▸ **CONSEGNA**:
Riprendi le riflessioni sulle vacanze estive dei molisani nei paesi d'origine e proseguile dopo l'ultima frase riportata.

▸ **BRANO DI PARTENZA**:
Il titolo di queste riflessioni è preso dalla satira X di Giovenale in cui il grande autore satirico lamenta la perdita d’interesse e dignità del popolo attratto solo dalle elargizioni di grano e dall’organizzazione di spettacoli pubblici al Colosseo o al Circo Massimo di cui si serviva la classe dirigente per assicurarsi il consenso popolare e distrarre la plebe dai problemi reali allontanandola da malumori e possibili lotte insurrezionali.
Questi giorni di vacanza ci dicono che in moltissimi casi stiamo vivendo una situazione analoga a quella dell’antica Roma in cui il popolo limitava i suoi desideri sotto le pressioni demagogiche di chi ricopriva cariche pubbliche.
Ho pensato a quest’espressione di Giovenale osservando il modo in cui ha vissuto le vacanze la stragrande maggioranza di molisani rientrati nei paesi di origine dai luoghi di residenza.
Se rispetto ad eventi di notevole spessore trovi chi assiepa bar, sagre o spettacoli insignificanti, qualche domanda occorre pure porsela.
Nella nostra regione prevale il turismo delle radici che fa sempre più riferimento alle fasce di popolazione in età avanzata.
I giovani sono quelli del “mordi e fuggi” perché ormai riducono la loro presenza in Molise alla sola settimana intorno al Ferragosto.

▸ **ESTRATTO DEI DATI**:
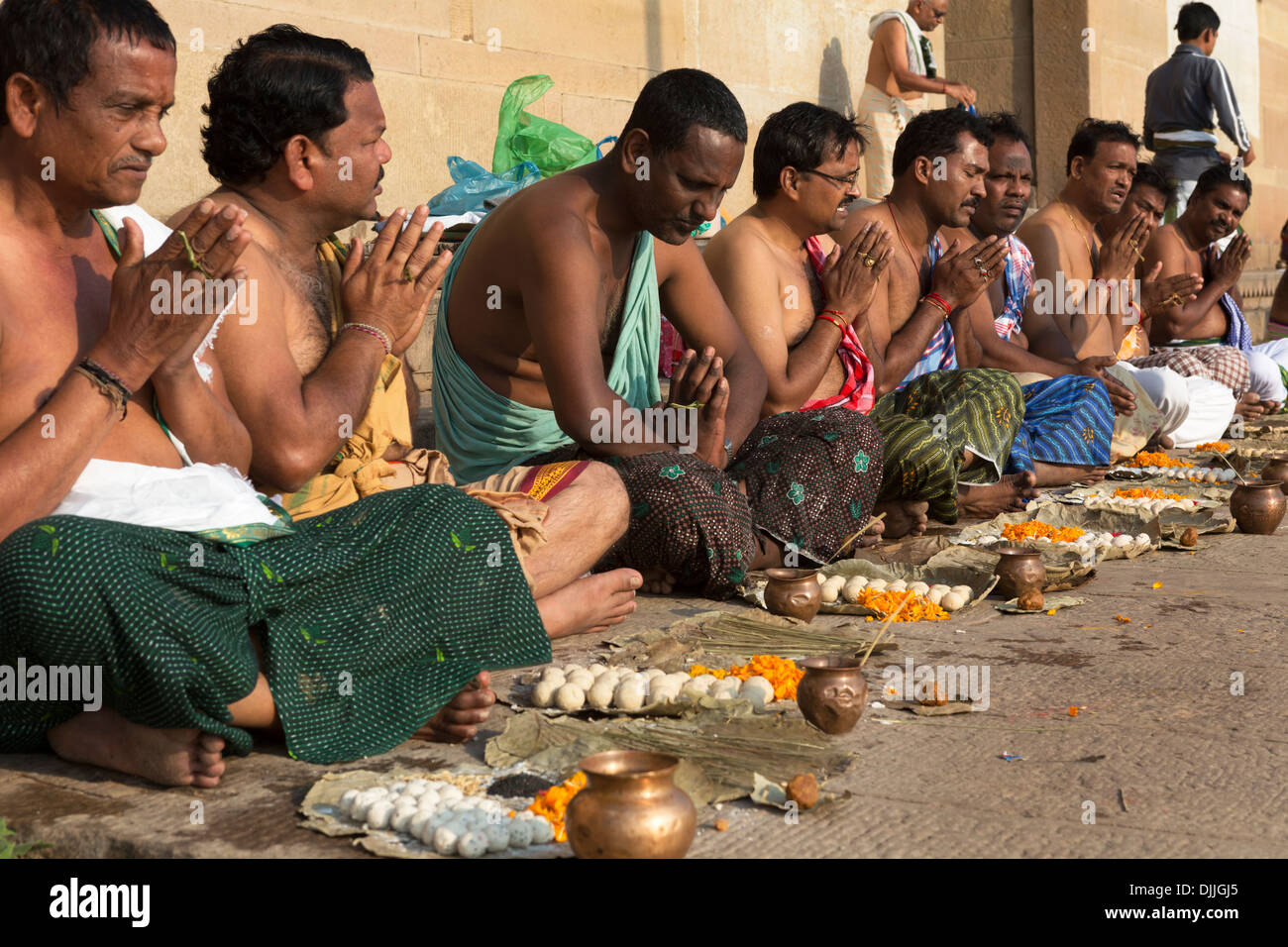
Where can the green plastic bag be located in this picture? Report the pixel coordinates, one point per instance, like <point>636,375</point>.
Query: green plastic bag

▸ **RISPOSTA ALLA CONSEGNA**:
C’è stato sicuramente chi ha inseguito un turismo innovativo organizzato tra l’altro da operatori esperti che cercano da anni di portare chi viene in Molise a godere dell’ambiente, della bellezza del paesaggio, dei siti archeologici e religiosi, delle tradizioni, ad intessere relazioni umane e sociali, a partecipare a spettacoli musicali, teatrali, cinematografici, a frequentare eventi culturali e artistici davvero interessanti; tuttavia non possiamo non rilevare che ancora una volta e soprattutto nelle piccole realtà sono prevalse le sagre e gli spettacoli musicali i cui livelli hanno raggiunto talora uno squallore pesante.
A ciò occorre aggiungere la tolleranza di comportamenti soprattutto nelle ore notturne in cui la mancanza di rispetto per la quiete pubblica e la pulizia delle piazze ha superato ogni limite.
Non sono mancati paesi nei quali si è registrata l’assenza di qualsiasi iniziativa e questo è davvero preoccupante perché potrebbe essere il sintomo di una desertificazione sociale e umana che avanza e porta anche chi ci vive all’apatia completa.
C’è anche chi si serve della promozione di feste, giochi e spettacoli per carpire il consenso attraverso forme inaccettabili di demagogia politica.
Non intendo assolutamente generalizzare perché, come accennato, ci sono comunità che da anni continuano a organizzare attività ed eventi davvero interessantissimi, unici e originali che attirano numeri non indifferenti di turisti.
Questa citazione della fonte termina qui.